[Work to be completed]:
Reproduce verbatim only the line that holds "Target: white baseboard" and the lines that follow it to the end of the listing.

───── Input records ─────

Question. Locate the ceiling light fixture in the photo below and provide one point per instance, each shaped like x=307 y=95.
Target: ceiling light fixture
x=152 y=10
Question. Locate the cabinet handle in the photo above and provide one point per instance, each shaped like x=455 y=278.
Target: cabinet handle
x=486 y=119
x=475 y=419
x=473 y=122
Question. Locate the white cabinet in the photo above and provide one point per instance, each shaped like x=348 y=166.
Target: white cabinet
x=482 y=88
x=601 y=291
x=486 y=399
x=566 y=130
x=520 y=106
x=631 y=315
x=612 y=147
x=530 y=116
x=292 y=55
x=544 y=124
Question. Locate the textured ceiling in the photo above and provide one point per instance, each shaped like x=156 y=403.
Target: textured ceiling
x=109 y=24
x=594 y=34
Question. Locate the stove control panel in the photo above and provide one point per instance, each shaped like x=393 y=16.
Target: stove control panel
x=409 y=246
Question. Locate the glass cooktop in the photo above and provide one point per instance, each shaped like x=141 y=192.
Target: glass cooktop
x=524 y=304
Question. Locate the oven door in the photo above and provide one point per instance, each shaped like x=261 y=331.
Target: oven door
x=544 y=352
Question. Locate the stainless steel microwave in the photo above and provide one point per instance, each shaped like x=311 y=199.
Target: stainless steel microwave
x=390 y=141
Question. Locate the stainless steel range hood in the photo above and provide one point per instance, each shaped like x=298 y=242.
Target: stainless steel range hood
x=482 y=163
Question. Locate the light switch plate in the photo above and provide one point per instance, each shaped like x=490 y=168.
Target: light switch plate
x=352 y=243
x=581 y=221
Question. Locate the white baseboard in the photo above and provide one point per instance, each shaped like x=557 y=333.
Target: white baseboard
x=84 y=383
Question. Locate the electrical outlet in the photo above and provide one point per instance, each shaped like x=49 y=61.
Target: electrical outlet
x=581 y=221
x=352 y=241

─────

[Response to this exercise]:
Target: white baseboard
x=84 y=383
Question. Locate the electrical outlet in the photo above and provide one point per instance, each shaped like x=49 y=61.
Target: electrical outlet
x=581 y=221
x=352 y=241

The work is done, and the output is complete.